Text shown:
----------------------------------------
Former university in Sri Lanka

The University of Ceylon was the only university in Sri Lanka (earlier Ceylon) from 1942 until 1972. It had several constituent campuses at various locations around Sri Lanka. The University of Ceylon Act No. 1 of 1972, replaced it with the University of Sri Lanka which existed from 1973 to 1978. In 1978 it was separated into four independent universities. These are the University of Colombo, the University of Peradeniya, University of Sri Jayewardenepura (Vidyodaya University) and the University of Kelaniya (Vidyalankara University).

==History==

Agitation for the provision of higher education in the island and for the establishment of a university began by the mid-19th century. This agitation gathered momentum by the beginning of the 20th century, and the Ceylon University Association, formed in 1906 by Sir James Peiris, Sir Ponnambalam Arunachalam and Sir Marcus Fernando with some other modern/western educated elite, urged the establishment of a national university. Owing to the persistent demands of the association, the government decided in 1913 to set up a university college affiliated to the University of London.

However, indecision regarding the nature and status of the institution to be set up, its location, and eventually the intervention of the First World War hindered further progress, and it was only in 1920 that the government purchased a private building called the "Regina Walauwa" (which came to be known as "College House") for the purpose of setting up the university college. The Ceylon University College was formally declared open in January 1921 in the building that was originally the main building of Royal College located on Thurstan Road opposite College House.
----------------------------------------
Study material:
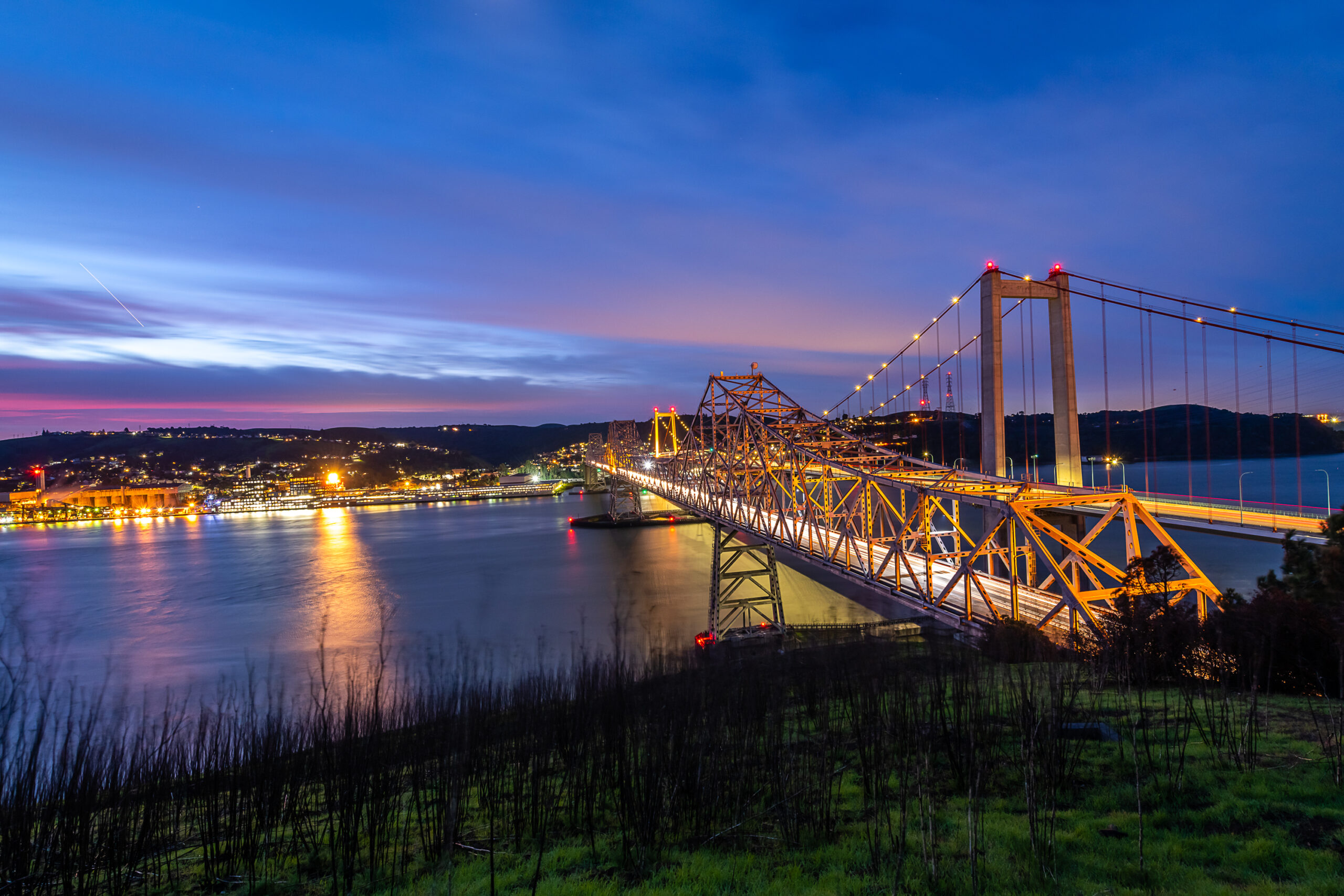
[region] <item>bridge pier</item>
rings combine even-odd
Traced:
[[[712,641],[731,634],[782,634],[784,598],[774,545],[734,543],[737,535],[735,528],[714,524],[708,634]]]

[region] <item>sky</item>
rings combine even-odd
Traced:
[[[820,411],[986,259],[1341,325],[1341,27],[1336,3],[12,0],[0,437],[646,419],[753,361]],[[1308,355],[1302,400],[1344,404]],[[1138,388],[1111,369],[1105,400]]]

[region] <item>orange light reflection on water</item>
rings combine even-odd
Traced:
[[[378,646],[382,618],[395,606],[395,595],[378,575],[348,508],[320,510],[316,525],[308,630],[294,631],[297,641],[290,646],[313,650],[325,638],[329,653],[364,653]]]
----------------------------------------
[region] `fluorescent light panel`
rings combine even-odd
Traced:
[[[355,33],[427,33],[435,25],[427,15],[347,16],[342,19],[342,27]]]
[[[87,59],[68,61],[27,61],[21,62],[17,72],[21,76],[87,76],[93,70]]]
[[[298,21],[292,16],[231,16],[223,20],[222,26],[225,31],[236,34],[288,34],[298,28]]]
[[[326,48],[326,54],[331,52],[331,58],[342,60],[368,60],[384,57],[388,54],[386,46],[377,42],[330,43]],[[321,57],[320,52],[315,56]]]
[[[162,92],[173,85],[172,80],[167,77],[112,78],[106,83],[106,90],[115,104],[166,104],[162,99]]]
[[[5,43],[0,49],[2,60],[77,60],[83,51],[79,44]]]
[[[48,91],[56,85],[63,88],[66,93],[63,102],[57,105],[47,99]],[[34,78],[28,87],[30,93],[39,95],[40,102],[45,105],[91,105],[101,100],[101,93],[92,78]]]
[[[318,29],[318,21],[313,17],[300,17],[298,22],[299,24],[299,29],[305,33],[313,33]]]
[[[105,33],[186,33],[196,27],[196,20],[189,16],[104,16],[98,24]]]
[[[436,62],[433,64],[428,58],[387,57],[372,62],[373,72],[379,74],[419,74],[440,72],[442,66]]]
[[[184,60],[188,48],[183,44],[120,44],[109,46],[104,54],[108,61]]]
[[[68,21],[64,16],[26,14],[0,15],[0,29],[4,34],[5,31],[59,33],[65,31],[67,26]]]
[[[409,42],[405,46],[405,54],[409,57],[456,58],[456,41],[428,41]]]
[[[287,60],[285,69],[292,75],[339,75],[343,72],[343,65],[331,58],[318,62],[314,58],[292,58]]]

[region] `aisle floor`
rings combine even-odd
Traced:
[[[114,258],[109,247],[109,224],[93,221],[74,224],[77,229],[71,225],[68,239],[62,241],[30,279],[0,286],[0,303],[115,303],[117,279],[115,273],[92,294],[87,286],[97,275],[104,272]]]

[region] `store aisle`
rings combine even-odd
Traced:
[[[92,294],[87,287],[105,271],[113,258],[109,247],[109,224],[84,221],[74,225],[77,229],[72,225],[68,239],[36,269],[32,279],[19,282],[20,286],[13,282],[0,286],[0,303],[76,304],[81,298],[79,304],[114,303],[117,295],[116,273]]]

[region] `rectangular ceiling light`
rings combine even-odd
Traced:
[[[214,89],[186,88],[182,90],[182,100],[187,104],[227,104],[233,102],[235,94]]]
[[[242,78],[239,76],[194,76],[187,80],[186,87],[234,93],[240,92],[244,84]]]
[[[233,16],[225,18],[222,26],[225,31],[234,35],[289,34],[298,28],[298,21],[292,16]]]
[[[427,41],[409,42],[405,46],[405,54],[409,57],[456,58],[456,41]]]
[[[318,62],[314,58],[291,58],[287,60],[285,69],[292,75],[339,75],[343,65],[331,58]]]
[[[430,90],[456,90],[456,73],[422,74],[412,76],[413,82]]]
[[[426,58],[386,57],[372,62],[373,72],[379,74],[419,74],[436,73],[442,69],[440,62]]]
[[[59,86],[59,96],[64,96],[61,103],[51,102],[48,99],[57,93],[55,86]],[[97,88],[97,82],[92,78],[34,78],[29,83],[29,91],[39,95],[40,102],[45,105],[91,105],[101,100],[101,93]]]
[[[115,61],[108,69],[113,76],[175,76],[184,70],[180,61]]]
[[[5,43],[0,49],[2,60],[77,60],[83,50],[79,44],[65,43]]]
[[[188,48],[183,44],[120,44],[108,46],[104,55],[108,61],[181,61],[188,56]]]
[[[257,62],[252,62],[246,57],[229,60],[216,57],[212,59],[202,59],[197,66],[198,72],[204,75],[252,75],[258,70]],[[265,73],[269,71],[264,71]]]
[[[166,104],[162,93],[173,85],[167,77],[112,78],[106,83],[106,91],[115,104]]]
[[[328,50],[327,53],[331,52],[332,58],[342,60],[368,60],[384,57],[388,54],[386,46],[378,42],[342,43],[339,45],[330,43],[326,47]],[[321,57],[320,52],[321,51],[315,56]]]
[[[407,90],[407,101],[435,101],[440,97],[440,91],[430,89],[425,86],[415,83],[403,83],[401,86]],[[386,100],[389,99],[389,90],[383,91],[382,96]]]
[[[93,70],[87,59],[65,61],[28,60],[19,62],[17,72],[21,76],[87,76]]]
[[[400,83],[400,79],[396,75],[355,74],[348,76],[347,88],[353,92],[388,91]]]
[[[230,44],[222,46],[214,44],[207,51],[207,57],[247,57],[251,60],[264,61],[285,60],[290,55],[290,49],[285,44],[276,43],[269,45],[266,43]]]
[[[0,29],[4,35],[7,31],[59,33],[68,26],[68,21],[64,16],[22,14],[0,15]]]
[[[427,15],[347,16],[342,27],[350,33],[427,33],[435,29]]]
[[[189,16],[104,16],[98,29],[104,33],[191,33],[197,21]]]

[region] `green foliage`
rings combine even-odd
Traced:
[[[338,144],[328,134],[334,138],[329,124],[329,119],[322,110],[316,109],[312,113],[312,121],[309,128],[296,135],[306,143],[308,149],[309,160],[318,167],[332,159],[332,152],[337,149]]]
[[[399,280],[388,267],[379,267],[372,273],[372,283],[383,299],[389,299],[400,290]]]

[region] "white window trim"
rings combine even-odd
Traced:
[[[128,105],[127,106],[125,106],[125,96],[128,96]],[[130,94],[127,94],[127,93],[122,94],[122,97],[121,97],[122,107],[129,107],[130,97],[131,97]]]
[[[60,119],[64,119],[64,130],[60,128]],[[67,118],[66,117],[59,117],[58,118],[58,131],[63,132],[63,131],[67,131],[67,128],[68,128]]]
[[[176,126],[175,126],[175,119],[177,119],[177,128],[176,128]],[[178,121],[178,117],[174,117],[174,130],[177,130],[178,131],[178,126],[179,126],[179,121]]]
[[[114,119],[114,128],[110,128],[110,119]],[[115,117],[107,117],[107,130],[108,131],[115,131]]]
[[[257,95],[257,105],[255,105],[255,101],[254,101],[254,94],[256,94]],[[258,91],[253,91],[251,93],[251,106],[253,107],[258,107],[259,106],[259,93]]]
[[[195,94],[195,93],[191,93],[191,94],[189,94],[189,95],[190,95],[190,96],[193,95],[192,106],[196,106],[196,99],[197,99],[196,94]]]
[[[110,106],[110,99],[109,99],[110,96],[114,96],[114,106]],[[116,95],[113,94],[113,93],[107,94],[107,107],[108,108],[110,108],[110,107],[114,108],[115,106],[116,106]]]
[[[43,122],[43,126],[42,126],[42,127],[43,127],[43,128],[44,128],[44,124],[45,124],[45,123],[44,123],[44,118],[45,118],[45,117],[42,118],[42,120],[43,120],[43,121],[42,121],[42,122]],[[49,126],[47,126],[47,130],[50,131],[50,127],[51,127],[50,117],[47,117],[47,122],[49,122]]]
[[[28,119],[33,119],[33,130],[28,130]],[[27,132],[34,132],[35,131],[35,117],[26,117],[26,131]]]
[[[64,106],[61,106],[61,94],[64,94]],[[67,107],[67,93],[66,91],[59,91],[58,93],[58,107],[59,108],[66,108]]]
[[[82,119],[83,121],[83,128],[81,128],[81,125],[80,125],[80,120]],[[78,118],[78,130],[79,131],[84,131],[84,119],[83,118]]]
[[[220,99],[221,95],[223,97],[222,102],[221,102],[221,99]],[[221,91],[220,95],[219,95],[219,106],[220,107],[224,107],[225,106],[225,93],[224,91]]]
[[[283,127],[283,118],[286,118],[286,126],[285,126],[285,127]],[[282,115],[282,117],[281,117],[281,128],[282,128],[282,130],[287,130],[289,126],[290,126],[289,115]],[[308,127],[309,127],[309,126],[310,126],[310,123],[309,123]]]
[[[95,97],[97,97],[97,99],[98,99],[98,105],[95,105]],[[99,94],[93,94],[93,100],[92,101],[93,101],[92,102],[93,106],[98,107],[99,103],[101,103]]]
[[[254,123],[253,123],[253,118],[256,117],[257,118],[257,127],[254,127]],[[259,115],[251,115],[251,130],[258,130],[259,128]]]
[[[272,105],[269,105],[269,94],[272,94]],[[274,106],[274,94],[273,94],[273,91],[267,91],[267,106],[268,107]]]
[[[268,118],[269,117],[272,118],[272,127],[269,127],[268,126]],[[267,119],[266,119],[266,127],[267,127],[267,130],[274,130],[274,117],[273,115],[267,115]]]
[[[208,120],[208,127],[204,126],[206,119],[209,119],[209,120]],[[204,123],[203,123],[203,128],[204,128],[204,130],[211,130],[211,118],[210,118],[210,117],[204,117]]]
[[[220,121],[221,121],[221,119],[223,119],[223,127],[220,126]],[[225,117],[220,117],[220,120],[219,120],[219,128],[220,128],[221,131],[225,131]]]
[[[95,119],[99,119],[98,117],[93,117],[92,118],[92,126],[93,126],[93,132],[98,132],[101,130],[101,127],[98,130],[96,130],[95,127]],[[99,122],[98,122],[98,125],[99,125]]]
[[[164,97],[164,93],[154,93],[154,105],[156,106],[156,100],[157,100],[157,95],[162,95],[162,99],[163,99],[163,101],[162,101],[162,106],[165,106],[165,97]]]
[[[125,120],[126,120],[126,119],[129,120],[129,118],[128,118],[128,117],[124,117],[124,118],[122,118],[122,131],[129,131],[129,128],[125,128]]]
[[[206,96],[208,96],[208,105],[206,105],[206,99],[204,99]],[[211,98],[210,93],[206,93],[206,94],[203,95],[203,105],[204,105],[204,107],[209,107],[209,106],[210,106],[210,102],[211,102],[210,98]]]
----------------------------------------
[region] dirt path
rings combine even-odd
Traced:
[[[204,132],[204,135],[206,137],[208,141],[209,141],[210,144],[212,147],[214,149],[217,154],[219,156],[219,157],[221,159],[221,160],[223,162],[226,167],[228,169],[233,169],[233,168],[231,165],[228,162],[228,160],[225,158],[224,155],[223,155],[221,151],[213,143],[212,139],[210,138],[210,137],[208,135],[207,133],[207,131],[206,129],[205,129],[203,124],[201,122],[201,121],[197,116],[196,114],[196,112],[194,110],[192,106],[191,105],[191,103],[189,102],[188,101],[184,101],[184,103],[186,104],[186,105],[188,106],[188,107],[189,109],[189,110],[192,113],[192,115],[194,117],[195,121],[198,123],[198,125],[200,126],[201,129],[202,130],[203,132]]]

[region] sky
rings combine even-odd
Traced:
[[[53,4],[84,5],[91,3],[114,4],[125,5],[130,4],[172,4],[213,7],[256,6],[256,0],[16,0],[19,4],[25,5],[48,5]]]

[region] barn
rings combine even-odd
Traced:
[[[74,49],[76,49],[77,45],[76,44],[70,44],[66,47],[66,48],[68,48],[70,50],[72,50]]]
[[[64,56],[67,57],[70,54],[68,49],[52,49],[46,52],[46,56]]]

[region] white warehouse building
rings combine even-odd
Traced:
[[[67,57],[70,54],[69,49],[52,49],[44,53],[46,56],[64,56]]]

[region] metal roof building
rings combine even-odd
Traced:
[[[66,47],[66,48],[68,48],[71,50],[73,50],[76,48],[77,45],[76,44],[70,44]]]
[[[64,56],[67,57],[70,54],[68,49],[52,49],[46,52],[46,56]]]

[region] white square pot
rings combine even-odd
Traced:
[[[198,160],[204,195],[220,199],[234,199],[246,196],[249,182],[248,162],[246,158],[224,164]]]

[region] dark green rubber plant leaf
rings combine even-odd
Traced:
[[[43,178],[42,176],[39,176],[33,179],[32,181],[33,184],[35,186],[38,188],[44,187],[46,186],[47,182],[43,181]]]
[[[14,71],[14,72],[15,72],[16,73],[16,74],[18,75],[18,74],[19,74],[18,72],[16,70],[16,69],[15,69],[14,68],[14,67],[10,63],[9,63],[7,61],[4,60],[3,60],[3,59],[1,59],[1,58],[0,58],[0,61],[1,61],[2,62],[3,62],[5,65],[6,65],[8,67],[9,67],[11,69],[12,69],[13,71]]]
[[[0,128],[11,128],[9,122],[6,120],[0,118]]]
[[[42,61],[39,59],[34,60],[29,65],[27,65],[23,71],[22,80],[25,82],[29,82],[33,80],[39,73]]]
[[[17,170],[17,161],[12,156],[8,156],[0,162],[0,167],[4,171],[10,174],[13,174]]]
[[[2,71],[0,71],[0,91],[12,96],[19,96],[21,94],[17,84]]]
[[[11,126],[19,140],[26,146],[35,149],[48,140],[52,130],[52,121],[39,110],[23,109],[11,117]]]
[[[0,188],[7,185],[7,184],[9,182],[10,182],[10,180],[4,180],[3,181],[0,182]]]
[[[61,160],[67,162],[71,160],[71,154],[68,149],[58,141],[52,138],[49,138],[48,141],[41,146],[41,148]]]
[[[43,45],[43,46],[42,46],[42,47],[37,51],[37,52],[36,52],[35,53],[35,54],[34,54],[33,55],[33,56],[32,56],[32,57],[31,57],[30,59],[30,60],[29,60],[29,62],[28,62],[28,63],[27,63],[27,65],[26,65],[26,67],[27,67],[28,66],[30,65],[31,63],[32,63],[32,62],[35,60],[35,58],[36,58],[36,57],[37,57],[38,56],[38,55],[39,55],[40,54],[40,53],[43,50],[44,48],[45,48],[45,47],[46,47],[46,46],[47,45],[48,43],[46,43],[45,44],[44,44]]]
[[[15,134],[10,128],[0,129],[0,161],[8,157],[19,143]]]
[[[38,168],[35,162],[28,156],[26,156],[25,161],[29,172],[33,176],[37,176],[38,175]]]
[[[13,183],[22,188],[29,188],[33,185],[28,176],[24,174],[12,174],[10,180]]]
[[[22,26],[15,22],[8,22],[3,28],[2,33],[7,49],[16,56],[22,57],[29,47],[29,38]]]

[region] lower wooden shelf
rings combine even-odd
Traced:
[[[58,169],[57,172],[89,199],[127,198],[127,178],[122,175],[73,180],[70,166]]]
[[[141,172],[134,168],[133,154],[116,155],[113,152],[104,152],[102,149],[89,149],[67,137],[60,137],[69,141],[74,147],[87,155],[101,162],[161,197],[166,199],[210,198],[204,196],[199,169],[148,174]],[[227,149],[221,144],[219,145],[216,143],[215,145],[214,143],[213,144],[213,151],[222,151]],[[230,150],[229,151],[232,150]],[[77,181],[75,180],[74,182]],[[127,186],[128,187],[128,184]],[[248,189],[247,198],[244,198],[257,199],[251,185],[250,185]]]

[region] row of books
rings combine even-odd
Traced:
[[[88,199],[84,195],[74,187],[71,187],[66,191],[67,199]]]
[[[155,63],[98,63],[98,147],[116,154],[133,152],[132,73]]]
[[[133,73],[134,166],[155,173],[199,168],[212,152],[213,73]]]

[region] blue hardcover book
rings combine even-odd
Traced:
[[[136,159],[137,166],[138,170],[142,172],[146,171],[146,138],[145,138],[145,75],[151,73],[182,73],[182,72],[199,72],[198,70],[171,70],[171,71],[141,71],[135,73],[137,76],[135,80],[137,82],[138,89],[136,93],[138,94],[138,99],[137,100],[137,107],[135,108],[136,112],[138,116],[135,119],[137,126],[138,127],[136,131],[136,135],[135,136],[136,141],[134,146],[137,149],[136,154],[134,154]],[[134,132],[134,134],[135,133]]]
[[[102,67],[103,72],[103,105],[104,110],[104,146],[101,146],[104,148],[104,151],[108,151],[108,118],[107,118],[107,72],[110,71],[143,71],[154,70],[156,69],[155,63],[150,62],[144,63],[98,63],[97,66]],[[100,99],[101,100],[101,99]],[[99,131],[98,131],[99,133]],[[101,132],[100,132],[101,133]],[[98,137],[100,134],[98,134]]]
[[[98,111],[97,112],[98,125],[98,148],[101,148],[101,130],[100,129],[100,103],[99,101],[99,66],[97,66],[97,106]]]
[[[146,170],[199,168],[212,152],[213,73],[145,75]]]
----------------------------------------
Task instructions:
1: Write out the University of Ceylon text from "Agitation for the" to "University of London.".
2: According to the University of Ceylon text, why did the government decide in 1913 to set up a university college? Answer in one to three sentences.
3: Answer these questions from the University of Ceylon text:
(a) In what year was the University of Sri Lanka separated into four independent universities?
(b) Which three people are named as forming the Ceylon University Association in 1906?
(c) When was the Ceylon University College formally declared open?
The rows have no connection to the University of Ceylon text.

Solutions below:
1:
Agitation for the provision of higher education in the island and for the establishment of a university began by the mid-19th century. This agitation gathered momentum by the beginning of the 20th century, and the Ceylon University Association, formed in 1906 by Sir James Peiris, Sir Ponnambalam Arunachalam and Sir Marcus Fernando with some other modern/western educated elite, urged the establishment of a national university. Owing to the persistent demands of the association, the government decided in 1913 to set up a university college affiliated to the University of London.

2: The government made the decision because of the persistent demands of the Ceylon University Association. That group had been urging the establishment of a national university.

3:
(a) 1978.
(b) Sir James Peiris, Sir Ponnambalam Arunachalam and Sir Marcus Fernando.
(c) January 1921.